_TASK 1_
Translate this sentence from the compressor station article into Spanish: "Each compressor unit has a self-contained controller, while a separate controller provides supervisory control of the station."
_TASK 2_
Write the next few paragraphs of the article on the gas transmission compressor station, picking up after its final sentence.

Gas transmission compressor station delivers

by George Gaebler, Mark Kazimirsky

Developers find that avoiding higher-level programming, while a bit slower, is more than adequate and less costly.

Thirteen million people throughout Northern and Central California count on Pacific Gas and Electric Co. (PG&E) to deliver their energy. PG&E's parallel gas transmission pipelines, L400 and L401, carry 1.98 billion standard cubic feet of natural gas from the Oregon border to the San Francisco Bay area every day.

Four compressor stations situated strategically along the 400-mile-long pipelines boost the pressure of the gas to keep it moving down the line to the customers. The stations are typically unmanned and must be remotely monitored and controlled by several layers of supervisory control and data acquisition system (SCADA).

The largest of the four stations, the Delevan compressor station, has three gas-driven centrifugal compressors and is arguably the most critical station on the line. A scheduled shutdown at Delevan costs as much as $10,000 per day, and unplanned shutdowns are even more costly.

An upgrade for the station control system at Delevan overcame significant challenges to meet new requirements to increase remote control capabilities and improve system performance while maintaining safe, reliable operation.

Delevan compressor station

The Delevan compressor station consists of three gas-driven centrifugal compressors: K1, K2, and K3. K1 and K2 units rated at 9,250 horsepower, and K3 is a 14,000-horsepower unit.

They compress incoming gas from the 36-inch transmission lines and discharge it into 36- and 42-inch pipes. The station piping allows for the three units to discharge into each of the two pipelines at different discharge pressures and different flow rates.

Control valves, in the suction and discharge piping of each unit as well as in the station piping, route gas through the one suction header and two discharge headers via various configurations.

The control system at the station is comprised of compressor unit controls and an overall station controller. Each compressor unit has a self-contained controller, while a separate controller provides supervisory control of the station.

The unit controllers contain control logic responsible for safe operation of each unit. The unit controllers monitor operating parameters and initiate unit alarms and shutdowns as appropriate. The station programmable logic controller (PLC) contains the logic for coordinating the operation of each compressor unit according to the pipeline conditions.

_RECORDS PROVIDED_
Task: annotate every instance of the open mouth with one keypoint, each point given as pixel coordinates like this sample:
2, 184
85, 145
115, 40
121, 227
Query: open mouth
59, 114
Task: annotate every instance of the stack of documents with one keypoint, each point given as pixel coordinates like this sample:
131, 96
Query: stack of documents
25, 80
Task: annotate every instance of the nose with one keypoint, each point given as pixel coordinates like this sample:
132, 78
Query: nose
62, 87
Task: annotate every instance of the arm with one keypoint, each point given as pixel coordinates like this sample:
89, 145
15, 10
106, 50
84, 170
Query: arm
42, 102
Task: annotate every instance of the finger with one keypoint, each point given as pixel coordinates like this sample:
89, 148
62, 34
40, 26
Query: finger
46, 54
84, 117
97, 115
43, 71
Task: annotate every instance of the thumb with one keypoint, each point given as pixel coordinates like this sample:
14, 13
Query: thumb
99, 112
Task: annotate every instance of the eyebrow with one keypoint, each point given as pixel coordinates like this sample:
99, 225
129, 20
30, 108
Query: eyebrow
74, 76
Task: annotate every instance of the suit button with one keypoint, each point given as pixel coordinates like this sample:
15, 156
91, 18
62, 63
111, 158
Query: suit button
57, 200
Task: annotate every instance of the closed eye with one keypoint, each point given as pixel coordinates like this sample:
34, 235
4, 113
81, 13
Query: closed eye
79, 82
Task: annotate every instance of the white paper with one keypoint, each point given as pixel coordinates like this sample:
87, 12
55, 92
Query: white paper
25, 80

--

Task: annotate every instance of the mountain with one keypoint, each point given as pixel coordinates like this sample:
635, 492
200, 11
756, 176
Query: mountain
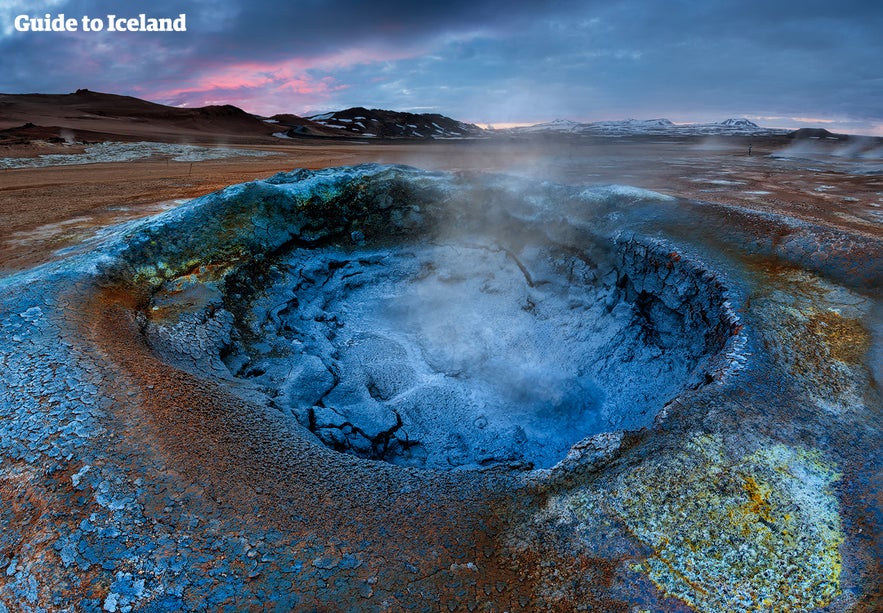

==

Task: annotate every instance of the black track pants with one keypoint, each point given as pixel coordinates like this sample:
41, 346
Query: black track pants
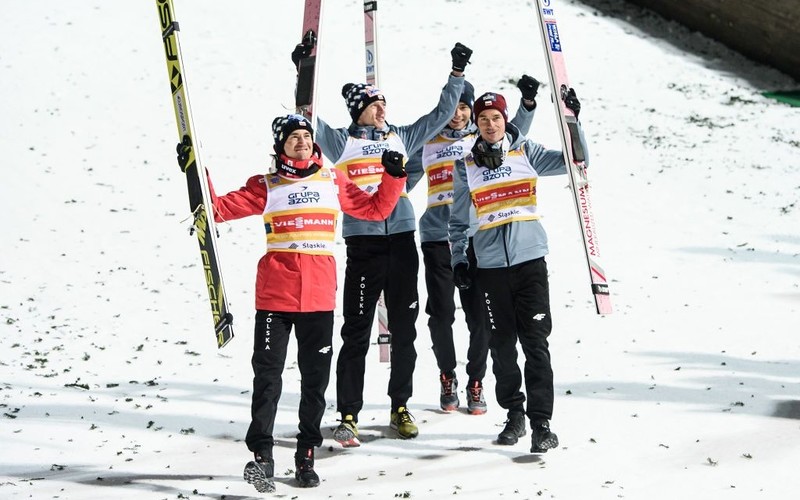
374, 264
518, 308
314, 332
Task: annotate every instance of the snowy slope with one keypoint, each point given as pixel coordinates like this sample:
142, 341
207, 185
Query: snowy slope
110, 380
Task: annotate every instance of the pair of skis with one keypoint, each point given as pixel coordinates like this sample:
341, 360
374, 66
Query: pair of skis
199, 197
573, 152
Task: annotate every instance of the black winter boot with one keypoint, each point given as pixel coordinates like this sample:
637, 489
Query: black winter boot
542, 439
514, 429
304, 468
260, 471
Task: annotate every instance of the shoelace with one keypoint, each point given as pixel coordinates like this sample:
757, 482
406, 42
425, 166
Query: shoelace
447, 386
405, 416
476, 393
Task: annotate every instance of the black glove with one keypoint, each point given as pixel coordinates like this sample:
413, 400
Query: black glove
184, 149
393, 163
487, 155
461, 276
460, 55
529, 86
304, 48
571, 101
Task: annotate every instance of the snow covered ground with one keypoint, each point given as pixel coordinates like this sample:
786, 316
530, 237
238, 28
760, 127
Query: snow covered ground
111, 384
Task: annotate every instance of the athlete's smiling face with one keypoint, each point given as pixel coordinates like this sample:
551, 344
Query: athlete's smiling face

_OUTPUT 1_
Cada unidad compresora tiene un controlador autónomo, mientras que un controlador independiente proporciona el control de supervisión de la estación.

_OUTPUT 2_
Significant events log-in

Control set points and station operating parameters reside in the station PLC. Station control set points may be set at the station through a human-machine interface (HMI) or remotely via PG&E's SCADA.

The control system allows unattended operation of the station from PG&E's Brentwood terminal 200 miles south of the station. The station PLC receives and carries out the commands from Brentwood sent via the SCADA system.

The station PLC fulfills the SCADA commands by issuing start/stop commands to the appropriate unit control system and by increasing or decreasing the speed set points to the appropriate unit controllers in response to changing pipeline conditions.

In addition to implementing commands from the Brentwood terminal, the station control system continuously monitors selected pipeline, station, and unit conditions. Significant events and abnormal conditions log into and alarm the station and Brentwood controllers.

Vent gas to atmosphere

The station and the unit controllers have a hierarchical system of responses to specific abnormal conditions. The PLC has the decision-making logic and controls the responses to various atypical operating conditions.

The first order or most severe response is an emergency shutdown, also referred to as a station shutdown lockout. This response isolates the station from the two main pipelines and vents all of the station piping out to the atmosphere. This level of response requires local manual intervention before operation can resume.

The next most severe condition response is a shutdown nonlockout. A station nonlockout initiates a shutdown of all the units in operation or those units connected to a specific pipeline.

If the condition is due to an improper station valve configuration, all operating units are shut down. If the condition is because of an abnormal discharge pressure or temperature condition in one header only, the units compressing into that affected pipeline stop.

This response level does not blow down the station piping and does not require local manual intervention to restore the system to operation. Should the initiating condition return to normal within a predetermined time period, the station resumes remote automatic operation.

The lowest level occurrence invokes a warning alarm.

Algorithm controls speed

Each unit controller receives separate speed control set points from the station PLC via 4-20 mA signal.

When the unit configuration switch is on auto, the station PLC determines the unit speed set points based on the process conditions. There are separate speed set point control algorithms for L400 and L401.

The difference between the control set points and the actual discharge pressures and temperatures determines the speed set point signals from the station PLC to the unit controllers.

The station PLC applies a proportional-plus-integral control algorithm to these four error signals (discharge pressure and temperature for both L400 and L401) and then compares the output of each of the two L400 control algorithms.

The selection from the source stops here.